Exercise instructions ▸ Rewrite the material starting with the line that contains "of the girl" and going on through the end of the material, replacing "photograph" with "image" and leaving everything else unchanged.

(Coordinate annotation records)

_ _ _ _

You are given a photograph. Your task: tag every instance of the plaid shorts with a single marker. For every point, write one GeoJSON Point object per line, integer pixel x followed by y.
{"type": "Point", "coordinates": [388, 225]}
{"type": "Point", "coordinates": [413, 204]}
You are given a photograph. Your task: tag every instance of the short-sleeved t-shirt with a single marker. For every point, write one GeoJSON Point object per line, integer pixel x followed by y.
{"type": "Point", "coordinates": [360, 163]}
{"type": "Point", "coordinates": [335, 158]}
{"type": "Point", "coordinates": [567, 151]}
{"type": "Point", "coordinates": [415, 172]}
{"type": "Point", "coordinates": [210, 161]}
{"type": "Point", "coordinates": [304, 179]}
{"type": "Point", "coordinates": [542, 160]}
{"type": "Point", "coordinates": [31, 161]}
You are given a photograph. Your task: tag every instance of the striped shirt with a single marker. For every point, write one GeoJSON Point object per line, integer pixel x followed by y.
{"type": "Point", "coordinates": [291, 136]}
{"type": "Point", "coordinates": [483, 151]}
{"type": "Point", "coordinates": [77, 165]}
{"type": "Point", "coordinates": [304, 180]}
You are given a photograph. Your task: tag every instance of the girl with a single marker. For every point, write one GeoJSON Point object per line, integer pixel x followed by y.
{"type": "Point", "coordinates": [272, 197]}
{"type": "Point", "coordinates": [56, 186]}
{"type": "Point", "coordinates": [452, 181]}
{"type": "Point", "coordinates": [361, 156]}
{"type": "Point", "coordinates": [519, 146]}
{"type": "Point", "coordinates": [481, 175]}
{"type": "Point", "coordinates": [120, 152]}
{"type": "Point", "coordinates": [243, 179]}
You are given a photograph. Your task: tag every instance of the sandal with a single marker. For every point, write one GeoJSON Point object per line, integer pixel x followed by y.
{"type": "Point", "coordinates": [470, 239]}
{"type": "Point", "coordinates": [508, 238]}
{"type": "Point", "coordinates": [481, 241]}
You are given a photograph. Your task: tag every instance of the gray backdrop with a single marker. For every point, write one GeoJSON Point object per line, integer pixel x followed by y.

_ _ _ _

Solution to the problem ▸
You are given a image. Your task: tag every instance of the girl with a single marker. For every point, write one GeoJSON Point object per line, integer pixel x followed by y.
{"type": "Point", "coordinates": [272, 197]}
{"type": "Point", "coordinates": [56, 186]}
{"type": "Point", "coordinates": [452, 181]}
{"type": "Point", "coordinates": [361, 156]}
{"type": "Point", "coordinates": [519, 146]}
{"type": "Point", "coordinates": [481, 175]}
{"type": "Point", "coordinates": [120, 152]}
{"type": "Point", "coordinates": [243, 179]}
You are given a image. Your task: tag every instance of the sandal with a single marker. For every point, write one GeoJSON Point object per line, integer pixel x followed by y.
{"type": "Point", "coordinates": [470, 239]}
{"type": "Point", "coordinates": [508, 238]}
{"type": "Point", "coordinates": [481, 241]}
You are given a image. Your task: tag every instance of the gray backdrop with a single marker. For every point, write one GeoJSON Point object per line, integer pixel x followed by y.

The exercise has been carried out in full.